ROAD TRIPS
Our return from CA last MON was uneventful. We resisted the urge to play the slots during our layover in Las Vegas. Today we head to Omaha for a family reunion with our kids & grandkids. I'll probably do some REUNION ODYSSEY posts.
MENTAL HEALTH FRIDAY
"Embrace the upside of feeling down. First, realize that negative emotions aren't inherently bad--they can be useful. 'That ping of anxiety gets my attention & says, 'Hey, you need to focus on this,' says psychologist Ethan Kross, author of Chatter: The Voice in Our Head, Why It Matters, & How to Harness It. If you need to deal with an immediate problem--say, reining in overspending--that call to focus is helpful. But negativity spirals into something harmful when a particular thought circuit just won't shut off. If you can't sleep because of it, feel physically stressed all the time, or keep rehashing the same situation, those are signs you need to employ tools to break the cycle . . . " Reader's Digest, March 2021
A CONVERSATION
One of my New Year's resolutions was to avoid useless arguments on Facebook. I may have broken that resolution. Recently I saw a post on Facebook that extolled the NYT for its journalism. My comment? "Journalism & NYT . . . Isn't that an oxymoron?" Archibald Campbell [Who in the world is that?] replied, "No. I know a celebrity billionaire politician told you to hate any media that didn't give a pro-trump, authoritarian line, but it is not the job of a free press to do that. So, I doubt you have a valid opinion on any of this, since you just believe what celebrity billionaire politicians tell you to believe." I took that personally, so I replied, "So do you believe everything the NYT tells you to believe?" I will try my best to ignore any subsequent comment by my good friend Archibald.

Entries from a point annotation set:

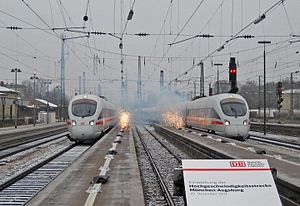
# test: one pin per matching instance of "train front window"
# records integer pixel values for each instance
(234, 107)
(84, 108)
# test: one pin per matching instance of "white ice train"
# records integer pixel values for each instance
(89, 116)
(225, 113)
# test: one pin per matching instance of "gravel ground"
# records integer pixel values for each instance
(16, 164)
(165, 163)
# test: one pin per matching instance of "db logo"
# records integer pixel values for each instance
(237, 164)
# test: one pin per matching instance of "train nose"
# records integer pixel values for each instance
(237, 130)
(82, 133)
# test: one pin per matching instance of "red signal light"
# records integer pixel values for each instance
(232, 71)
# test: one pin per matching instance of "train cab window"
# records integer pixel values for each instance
(234, 107)
(84, 108)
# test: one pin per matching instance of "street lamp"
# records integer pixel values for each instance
(259, 76)
(34, 77)
(58, 100)
(218, 81)
(16, 70)
(292, 95)
(47, 81)
(265, 117)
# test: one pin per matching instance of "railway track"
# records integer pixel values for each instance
(13, 139)
(20, 189)
(288, 191)
(158, 162)
(275, 141)
(9, 151)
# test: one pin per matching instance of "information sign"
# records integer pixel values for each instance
(229, 183)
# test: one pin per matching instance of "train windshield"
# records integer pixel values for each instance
(84, 108)
(234, 107)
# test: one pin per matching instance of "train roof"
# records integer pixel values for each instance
(221, 96)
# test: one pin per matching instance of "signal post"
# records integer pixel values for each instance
(279, 98)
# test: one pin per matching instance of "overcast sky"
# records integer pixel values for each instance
(36, 48)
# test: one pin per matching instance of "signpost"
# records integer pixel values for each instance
(229, 183)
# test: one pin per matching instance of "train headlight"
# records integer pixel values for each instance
(227, 122)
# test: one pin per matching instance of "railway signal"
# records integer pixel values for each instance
(279, 95)
(232, 75)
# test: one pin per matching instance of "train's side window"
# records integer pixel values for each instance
(214, 114)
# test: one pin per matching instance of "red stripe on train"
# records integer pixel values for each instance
(217, 122)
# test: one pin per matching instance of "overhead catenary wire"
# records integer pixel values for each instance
(226, 42)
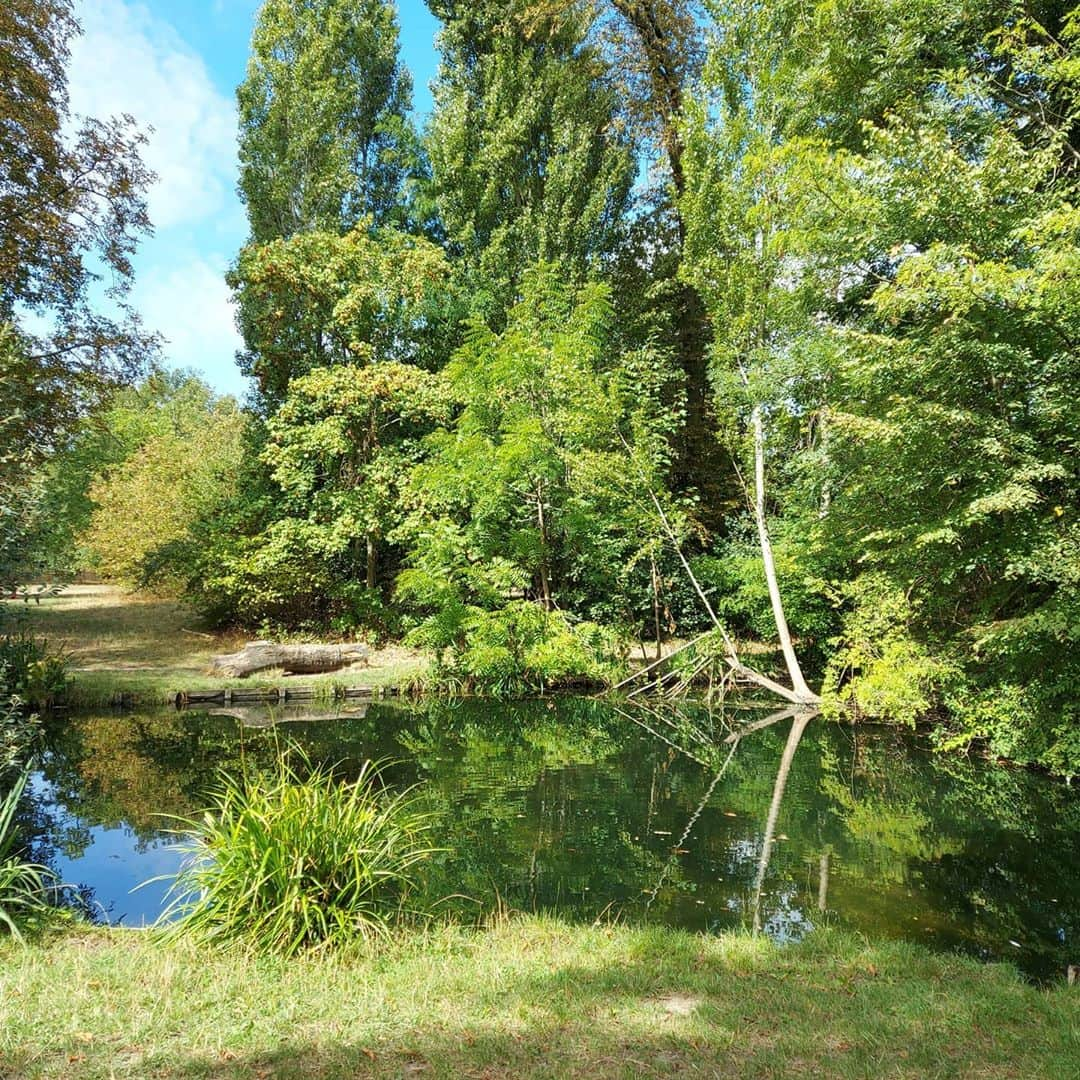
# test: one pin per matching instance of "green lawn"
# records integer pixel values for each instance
(119, 643)
(527, 998)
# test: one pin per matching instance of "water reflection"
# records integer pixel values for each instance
(687, 817)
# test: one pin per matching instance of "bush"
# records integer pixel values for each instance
(286, 863)
(518, 648)
(31, 673)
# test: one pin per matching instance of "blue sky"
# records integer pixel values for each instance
(174, 65)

**PROBLEMS TO WORK ON**
A – Copy each line of the rows containing the string "railway", matching its case exactly.
B – Carry the blog post forward from its last sentence.
The blog post has no connection to the rows.

**OUTPUTS**
A –
# test: one pin per matching instance of "railway track"
# test: one pin per matching instance of "railway signal"

B –
WHAT WE'RE WATCHING
We are totally caught up on our CBS shows, since we saw all the season finales, which included the series finale of NCIS New Orleans. We're still watching "Blacklist," which is pretty dark & intensive, so we started watching "Deep Space 9" on Netflix.
WHAT I'M READING
I finished reading "140 Days to Hiroshima," by David Dean Barrett, & learned a lot about the closing days of W.W. II that I didn't know. Then I finished reading "Isaac's Storm: A Man, A Time, & the Deadliest Hurricane in History," by Erik Larson, one of my favorite authors. It details the 1900 hurricane that struck Galveston, taking the lives of more than 6,000. Since that piqued my curiosity about natural disasters, I'm now reading "The Big Ones: How Natural Disasters Have Shaped Us (& What We Can Do About Them)," by Dr. Lucy Jones.
DEPT. OF SHAMELESS JOKE-STEALING *
* Courtesy of Reader's Digest, March 2021
"Thanks to working from home together, some couples have learned quite a bit about each other: Hearing my wife in meetings & it dawns on me that she uses personnel management techniques on me all the time."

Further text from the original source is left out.